** Opening Exercise materials block **

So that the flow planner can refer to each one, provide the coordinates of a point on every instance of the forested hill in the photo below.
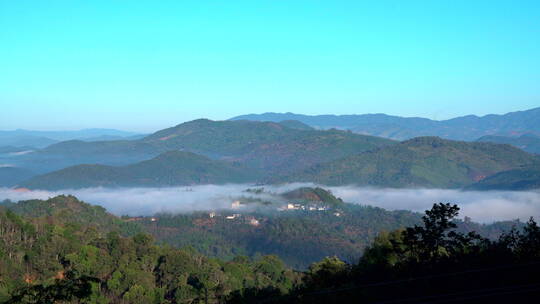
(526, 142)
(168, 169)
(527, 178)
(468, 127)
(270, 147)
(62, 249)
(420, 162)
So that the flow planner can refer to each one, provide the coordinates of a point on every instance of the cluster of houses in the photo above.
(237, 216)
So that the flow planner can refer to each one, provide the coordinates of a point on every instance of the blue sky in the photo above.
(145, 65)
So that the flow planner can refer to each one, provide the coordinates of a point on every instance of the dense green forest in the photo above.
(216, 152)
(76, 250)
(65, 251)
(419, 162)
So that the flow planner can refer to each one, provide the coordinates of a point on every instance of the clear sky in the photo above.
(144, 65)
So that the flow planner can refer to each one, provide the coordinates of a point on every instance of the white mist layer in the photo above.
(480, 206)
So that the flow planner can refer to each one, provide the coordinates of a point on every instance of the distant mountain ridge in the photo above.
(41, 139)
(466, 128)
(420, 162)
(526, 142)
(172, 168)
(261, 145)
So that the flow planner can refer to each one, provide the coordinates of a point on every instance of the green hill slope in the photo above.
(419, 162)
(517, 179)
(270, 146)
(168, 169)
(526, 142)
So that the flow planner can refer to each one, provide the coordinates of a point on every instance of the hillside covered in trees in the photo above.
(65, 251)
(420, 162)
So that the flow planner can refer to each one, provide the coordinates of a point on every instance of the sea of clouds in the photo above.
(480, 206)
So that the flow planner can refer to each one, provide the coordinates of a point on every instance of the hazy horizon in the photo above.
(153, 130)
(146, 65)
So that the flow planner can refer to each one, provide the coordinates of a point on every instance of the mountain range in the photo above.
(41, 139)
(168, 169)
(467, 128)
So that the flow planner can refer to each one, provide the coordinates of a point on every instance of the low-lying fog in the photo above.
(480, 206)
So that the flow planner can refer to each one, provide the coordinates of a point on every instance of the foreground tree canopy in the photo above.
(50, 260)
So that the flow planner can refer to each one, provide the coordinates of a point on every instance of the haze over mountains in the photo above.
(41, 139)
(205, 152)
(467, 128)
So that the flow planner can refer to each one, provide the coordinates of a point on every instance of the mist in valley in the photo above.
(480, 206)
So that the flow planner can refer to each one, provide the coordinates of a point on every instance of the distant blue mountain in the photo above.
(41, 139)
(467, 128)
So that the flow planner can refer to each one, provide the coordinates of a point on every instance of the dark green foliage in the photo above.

** Closing Exercise materials block **

Instructions for the listing above: set down every entry exactly and drop any image.

(Result of the exercise):
So that the flow planner can refer to each one, provide the coordinates of a point on every instance of the forested hill in the photo below.
(526, 142)
(168, 169)
(527, 178)
(468, 127)
(270, 147)
(62, 249)
(420, 162)
So that the flow planner can refer to each one, provide the coordinates of a point on every instance of the cluster of houses in the photo above.
(237, 216)
So that the flow planner can refer to each one, provide the coordinates of a point on every instance of the blue sky in the photo above.
(145, 65)
So that the flow planner can refer to each one, provide the coordinates of a point on every instance of the dense green forest in the photo above.
(216, 152)
(76, 250)
(65, 251)
(419, 162)
So that the flow planner can refer to each one, provide the coordinates of a point on every instance of the clear sky in the photo above.
(144, 65)
So that the flow planner can refer to each one, provide the coordinates of a point on every instance of the white mist layer in the photo above.
(480, 206)
So that the flow planner can refer to each one, provide the coordinates of a point on every instance of the distant mountain ridge in the photo above.
(41, 139)
(466, 128)
(420, 162)
(526, 142)
(172, 168)
(261, 145)
So that the flow planner can refer to each one, provide the coordinates of a point on every instance of the green hill slope in the photo above.
(419, 162)
(517, 179)
(270, 146)
(168, 169)
(526, 142)
So that the flow planner can refer to each one, provide the coordinates of a point on every instance of the hillside covered in trees in the photo above.
(65, 251)
(420, 162)
So that the flow planner can refer to each one, provide the coordinates of a point on every instance of the sea of clouds in the photo above.
(480, 206)
So that the flow planner can refer to each one, provide the coordinates of a point on every instance of the hazy horizon in the photo above.
(153, 130)
(146, 65)
So that the flow planner can refer to each one, provide the coordinates of a point on every instance of the mountain range in the photo above.
(41, 139)
(168, 169)
(467, 128)
So that the flow planner can refer to each one, provide the coordinates of a point on every instance of the low-lying fog in the photo above.
(480, 206)
So that the flow planner can refer to each one, provide the coordinates of a point on every instance of the foreground tree canopy in the photo above.
(50, 260)
So that the flow planner can refer to each one, provide the coordinates of a point on every instance of the haze over mountains in the photo above.
(41, 139)
(205, 152)
(467, 128)
So that the flow planner can refer to each one, provide the coordinates of a point on every instance of the mist in valley in the photo above.
(480, 206)
So that the flow planner can refer to each one, provide the coordinates of a point on every instance of the distant blue mountain in the photo above.
(41, 139)
(467, 128)
So that the flow planner can refer to each one, provide the coordinates of a point on every instance of the dark green foliage in the photo above.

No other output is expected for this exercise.